To do: Print every row below word for word, changing nothing.

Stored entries
************

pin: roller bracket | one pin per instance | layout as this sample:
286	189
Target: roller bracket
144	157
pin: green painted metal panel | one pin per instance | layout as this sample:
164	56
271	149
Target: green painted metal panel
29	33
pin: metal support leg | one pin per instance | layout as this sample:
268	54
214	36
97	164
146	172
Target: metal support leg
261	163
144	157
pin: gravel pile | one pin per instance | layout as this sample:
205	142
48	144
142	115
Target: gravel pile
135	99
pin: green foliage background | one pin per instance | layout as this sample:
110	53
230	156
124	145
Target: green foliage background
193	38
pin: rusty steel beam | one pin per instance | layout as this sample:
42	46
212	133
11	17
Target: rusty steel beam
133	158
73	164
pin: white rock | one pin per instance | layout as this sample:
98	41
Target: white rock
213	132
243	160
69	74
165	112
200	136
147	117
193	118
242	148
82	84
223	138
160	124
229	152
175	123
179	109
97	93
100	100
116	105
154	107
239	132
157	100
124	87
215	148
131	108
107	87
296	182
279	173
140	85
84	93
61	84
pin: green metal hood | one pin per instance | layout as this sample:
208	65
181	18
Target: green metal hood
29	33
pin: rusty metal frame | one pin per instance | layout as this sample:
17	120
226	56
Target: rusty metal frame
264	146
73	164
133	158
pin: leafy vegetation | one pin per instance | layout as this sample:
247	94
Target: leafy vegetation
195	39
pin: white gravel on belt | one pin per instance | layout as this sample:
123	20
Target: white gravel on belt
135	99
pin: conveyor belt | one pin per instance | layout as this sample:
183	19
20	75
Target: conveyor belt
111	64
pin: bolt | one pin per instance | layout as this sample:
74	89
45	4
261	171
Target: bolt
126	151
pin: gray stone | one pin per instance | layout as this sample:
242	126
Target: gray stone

************

Answer to this exercise:
pin: roller bracket | one pin per instance | layout as this sample:
286	189
Target: roller bracket
144	157
pin: green painted metal panel | one pin per instance | layout as this sample:
164	56
271	149
Target: green painted metal panel
29	33
pin: metal support leg | one pin per instance | layout as this sample:
268	54
214	36
97	164
146	172
Target: metal support leg
261	163
144	157
pin: gravel pile | one pin per instance | layout as this sample:
205	142
48	144
142	115
Target: gravel pile
135	99
pin: green foliage background | one pin per instance | layout as this sample:
110	53
230	156
124	145
Target: green foliage background
193	38
pin: rusty steel beam | one pin per instance | layout as this sample:
42	46
212	133
11	17
Target: rusty steel beam
133	158
73	164
pin: white rock | one pin per instance | layout as this sample:
98	41
Target: white rock
213	132
243	160
69	74
165	112
200	136
147	117
193	118
242	148
82	84
223	138
160	124
229	152
175	123
179	109
97	93
100	100
116	105
154	107
239	132
157	100
124	87
215	148
131	108
107	87
296	182
279	173
140	85
84	93
61	84
pin: green metal hood | one pin per instance | layout as this sample:
208	65
181	18
Target: green metal hood
29	33
pin: rusty metal frame | one pin per instance | layout as this sample:
17	120
226	56
Target: rusty metal frame
264	146
73	164
133	158
pin: leafy vegetation | one pin per instance | layout as this sample:
247	94
Target: leafy vegetation
195	39
pin: white gravel on belt | one pin per instance | layout as this sample:
123	20
Target: white gravel on belt
135	99
pin: conveyor belt | one pin per instance | layout as this sample:
183	19
20	75
Target: conveyor belt
111	64
pin: bolt | one pin per instance | layout as this sample:
74	89
45	4
261	171
Target: bolt
126	151
pin: gray stone | one pin per instance | layout as this sample:
242	126
Target: gray stone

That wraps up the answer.